Su cosa lavorare: Riscrivi senza omettere alcuna riga il materiale che va dalla riga contenente "# test: identify the power" fino all'ultima riga del materiale, entrambe incluse. Nel farlo, riscala le coordinate dei punti: moltiplica ciascun numero per 0,65 e arrotondalo all'intero più vicino, con le metà arrotondate per eccesso.

== Materiale di lavoro ==

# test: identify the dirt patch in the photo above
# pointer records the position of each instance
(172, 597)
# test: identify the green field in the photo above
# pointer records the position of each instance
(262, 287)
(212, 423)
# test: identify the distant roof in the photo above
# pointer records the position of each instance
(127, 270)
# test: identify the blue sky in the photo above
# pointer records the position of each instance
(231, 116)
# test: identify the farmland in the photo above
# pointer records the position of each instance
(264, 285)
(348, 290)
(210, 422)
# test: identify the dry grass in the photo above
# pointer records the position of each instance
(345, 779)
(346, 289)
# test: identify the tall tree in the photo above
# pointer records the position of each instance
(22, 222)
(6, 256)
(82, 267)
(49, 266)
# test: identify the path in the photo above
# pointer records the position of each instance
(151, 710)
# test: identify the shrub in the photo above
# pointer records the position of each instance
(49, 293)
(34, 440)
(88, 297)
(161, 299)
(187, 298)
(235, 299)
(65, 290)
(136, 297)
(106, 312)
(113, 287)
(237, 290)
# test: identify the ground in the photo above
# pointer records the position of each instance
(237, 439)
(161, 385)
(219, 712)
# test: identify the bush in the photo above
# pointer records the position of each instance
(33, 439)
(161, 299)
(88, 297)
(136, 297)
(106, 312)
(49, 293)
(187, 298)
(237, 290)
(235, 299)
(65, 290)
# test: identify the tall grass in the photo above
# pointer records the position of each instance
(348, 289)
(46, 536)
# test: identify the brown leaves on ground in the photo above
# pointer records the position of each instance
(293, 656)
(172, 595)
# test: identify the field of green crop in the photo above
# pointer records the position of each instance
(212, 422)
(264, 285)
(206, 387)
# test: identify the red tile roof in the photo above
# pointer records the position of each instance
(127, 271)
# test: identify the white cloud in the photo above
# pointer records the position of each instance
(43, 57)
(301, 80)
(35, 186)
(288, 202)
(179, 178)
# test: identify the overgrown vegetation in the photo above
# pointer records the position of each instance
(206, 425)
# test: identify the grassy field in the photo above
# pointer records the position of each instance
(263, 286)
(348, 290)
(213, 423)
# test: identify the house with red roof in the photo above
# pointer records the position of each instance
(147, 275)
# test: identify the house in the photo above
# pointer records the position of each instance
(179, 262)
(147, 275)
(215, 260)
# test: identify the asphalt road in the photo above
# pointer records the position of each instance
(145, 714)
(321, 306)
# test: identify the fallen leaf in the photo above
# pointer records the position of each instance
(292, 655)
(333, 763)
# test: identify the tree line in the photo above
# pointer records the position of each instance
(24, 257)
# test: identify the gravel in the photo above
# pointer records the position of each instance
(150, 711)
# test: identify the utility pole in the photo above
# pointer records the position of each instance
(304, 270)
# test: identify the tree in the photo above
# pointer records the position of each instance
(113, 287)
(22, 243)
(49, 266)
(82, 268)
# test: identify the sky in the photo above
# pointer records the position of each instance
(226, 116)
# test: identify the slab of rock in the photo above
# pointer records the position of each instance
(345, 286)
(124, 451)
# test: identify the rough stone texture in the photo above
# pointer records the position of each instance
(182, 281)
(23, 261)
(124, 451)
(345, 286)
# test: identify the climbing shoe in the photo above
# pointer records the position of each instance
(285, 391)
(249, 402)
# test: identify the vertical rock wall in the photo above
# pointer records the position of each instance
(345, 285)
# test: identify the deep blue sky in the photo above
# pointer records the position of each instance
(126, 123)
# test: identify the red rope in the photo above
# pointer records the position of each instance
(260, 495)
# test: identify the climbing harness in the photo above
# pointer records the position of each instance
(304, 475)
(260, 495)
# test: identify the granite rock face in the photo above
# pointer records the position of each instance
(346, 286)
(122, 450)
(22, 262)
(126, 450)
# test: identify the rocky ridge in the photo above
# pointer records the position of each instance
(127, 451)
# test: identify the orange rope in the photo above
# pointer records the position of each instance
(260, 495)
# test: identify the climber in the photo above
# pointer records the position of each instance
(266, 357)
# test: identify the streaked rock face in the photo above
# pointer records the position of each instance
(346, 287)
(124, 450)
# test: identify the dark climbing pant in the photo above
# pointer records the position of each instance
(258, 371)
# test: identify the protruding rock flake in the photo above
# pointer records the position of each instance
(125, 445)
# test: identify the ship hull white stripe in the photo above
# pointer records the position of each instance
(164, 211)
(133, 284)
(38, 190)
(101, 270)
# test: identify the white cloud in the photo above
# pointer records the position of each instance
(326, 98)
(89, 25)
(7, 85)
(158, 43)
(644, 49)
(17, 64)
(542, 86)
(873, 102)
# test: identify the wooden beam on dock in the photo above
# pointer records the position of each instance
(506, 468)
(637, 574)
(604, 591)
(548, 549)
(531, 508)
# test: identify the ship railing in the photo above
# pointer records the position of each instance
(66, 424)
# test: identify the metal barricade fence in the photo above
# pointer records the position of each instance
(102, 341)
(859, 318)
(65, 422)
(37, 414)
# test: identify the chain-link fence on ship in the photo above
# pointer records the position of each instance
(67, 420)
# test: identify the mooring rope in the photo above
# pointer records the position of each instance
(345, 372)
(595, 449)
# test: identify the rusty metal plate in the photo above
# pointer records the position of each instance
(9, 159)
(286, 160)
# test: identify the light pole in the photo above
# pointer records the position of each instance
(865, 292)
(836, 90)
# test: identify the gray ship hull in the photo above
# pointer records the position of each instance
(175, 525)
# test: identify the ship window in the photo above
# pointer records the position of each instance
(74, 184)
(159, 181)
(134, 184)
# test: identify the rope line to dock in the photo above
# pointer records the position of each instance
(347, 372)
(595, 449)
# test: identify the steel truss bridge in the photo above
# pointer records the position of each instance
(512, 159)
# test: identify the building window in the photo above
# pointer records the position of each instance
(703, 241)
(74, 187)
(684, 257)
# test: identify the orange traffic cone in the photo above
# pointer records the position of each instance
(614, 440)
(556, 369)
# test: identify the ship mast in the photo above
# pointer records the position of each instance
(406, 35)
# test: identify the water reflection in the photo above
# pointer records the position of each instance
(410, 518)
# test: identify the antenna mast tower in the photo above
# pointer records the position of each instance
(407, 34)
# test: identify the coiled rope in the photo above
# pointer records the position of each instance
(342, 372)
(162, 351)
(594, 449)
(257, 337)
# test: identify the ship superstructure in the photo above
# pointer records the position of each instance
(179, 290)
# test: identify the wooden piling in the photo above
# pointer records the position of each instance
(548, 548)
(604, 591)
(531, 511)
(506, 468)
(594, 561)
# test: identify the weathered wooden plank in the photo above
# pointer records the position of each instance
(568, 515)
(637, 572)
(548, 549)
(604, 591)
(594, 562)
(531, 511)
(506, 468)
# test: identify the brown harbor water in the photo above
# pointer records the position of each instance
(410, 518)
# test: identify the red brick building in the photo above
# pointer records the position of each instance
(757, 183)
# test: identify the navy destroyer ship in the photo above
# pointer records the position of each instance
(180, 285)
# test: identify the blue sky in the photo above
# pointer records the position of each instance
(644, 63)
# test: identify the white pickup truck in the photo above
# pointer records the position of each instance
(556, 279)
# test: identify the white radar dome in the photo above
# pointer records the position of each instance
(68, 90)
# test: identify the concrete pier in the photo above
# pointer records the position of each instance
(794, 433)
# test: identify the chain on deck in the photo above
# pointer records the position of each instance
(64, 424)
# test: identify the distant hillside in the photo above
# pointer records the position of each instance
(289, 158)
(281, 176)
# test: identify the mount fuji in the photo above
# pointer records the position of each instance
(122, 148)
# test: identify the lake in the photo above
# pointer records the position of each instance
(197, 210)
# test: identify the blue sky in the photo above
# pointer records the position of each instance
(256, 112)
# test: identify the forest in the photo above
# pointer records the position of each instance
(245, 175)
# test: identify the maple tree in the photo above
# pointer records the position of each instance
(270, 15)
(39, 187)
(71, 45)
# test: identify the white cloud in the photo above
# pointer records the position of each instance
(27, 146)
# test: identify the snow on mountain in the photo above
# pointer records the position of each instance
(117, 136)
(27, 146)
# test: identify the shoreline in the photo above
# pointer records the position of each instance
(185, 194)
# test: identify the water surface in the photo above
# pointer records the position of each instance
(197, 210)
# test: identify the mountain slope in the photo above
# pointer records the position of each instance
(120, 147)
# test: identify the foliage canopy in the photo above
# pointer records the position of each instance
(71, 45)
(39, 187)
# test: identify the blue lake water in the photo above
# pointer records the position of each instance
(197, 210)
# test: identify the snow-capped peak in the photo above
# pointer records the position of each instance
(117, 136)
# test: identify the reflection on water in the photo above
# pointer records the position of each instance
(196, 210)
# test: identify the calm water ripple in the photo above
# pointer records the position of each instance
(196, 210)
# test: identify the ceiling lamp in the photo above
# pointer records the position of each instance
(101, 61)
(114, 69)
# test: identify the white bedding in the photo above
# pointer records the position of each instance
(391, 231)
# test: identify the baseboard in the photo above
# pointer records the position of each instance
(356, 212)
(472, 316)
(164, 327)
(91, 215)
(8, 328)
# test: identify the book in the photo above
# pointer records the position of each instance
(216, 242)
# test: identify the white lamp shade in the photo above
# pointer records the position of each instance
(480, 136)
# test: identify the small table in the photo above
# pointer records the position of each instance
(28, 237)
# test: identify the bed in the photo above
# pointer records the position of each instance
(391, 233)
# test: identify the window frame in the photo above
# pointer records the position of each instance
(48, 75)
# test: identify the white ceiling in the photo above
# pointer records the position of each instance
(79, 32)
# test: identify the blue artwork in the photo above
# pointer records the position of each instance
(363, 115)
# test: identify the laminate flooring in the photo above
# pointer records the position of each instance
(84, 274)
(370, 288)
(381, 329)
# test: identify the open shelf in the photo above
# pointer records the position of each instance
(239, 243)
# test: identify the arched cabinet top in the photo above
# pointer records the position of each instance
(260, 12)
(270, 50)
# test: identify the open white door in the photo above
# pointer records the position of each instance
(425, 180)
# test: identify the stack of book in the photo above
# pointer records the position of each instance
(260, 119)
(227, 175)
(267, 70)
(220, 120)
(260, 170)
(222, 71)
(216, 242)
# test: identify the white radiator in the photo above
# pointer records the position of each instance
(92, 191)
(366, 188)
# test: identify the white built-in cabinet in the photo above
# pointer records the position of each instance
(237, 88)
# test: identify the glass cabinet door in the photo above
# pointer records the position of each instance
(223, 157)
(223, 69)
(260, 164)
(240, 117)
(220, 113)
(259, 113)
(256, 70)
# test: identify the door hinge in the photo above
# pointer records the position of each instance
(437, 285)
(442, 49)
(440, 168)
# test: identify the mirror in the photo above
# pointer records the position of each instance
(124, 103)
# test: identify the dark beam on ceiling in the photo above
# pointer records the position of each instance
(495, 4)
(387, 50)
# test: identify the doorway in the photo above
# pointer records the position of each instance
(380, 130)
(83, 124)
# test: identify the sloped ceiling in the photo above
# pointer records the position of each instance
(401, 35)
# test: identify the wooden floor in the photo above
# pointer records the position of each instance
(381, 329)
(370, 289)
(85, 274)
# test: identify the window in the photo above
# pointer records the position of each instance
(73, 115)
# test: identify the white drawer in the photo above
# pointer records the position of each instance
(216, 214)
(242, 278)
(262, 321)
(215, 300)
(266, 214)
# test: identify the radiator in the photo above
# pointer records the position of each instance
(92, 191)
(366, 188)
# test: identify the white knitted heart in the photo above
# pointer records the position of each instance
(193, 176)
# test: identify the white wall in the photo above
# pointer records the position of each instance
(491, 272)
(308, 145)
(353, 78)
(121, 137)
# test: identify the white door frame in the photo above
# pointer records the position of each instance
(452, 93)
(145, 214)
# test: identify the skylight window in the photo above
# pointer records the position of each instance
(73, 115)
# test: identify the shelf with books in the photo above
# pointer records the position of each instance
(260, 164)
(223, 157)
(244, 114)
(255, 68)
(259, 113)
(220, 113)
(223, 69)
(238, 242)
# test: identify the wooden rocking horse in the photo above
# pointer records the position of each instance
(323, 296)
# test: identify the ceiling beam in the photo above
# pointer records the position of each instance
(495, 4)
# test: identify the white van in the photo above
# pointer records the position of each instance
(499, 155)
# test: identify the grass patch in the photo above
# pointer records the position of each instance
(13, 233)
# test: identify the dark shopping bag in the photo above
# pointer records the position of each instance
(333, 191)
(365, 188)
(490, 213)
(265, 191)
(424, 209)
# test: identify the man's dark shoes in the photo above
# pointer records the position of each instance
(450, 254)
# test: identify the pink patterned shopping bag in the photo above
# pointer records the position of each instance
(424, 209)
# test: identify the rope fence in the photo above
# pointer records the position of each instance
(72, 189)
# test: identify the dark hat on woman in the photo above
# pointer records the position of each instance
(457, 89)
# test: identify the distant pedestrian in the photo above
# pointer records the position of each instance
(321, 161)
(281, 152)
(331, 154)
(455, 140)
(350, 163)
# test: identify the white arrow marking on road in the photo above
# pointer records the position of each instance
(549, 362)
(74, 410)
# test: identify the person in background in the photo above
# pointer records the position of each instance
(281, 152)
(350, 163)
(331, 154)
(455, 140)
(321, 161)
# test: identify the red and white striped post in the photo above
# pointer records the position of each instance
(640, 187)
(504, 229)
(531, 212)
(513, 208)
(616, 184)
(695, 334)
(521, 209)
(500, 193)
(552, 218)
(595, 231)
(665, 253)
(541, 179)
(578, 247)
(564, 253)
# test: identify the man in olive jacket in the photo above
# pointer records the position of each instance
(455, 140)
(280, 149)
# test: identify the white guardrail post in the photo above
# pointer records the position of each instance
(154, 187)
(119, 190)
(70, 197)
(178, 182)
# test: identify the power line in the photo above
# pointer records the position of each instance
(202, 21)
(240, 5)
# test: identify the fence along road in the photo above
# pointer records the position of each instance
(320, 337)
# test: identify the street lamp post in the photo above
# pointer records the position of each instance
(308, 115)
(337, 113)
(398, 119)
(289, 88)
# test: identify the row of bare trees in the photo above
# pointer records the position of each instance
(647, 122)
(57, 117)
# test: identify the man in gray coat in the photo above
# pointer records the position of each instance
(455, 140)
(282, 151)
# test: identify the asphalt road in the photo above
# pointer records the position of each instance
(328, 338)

===

Risposta qui sotto:
# test: identify the power line in the photo above
# pointer records the position of each instance
(131, 14)
(156, 3)
# test: identify the fence along road in the photo above
# pointer records the position of each instance
(208, 219)
# test: identify the street lamp post in the photo above
# pointer records the position of each instance
(200, 75)
(219, 73)
(259, 77)
(188, 57)
# test: identify the row of bare trees in the photo above
# pointer records the position of each instance
(421, 79)
(37, 76)
# test: identify the man in gray coat in the photo above
# pointer records the position of each instance
(296, 91)
(183, 98)
# test: identify the asphalt road in the photo above
# pointer records the position of each instance
(213, 220)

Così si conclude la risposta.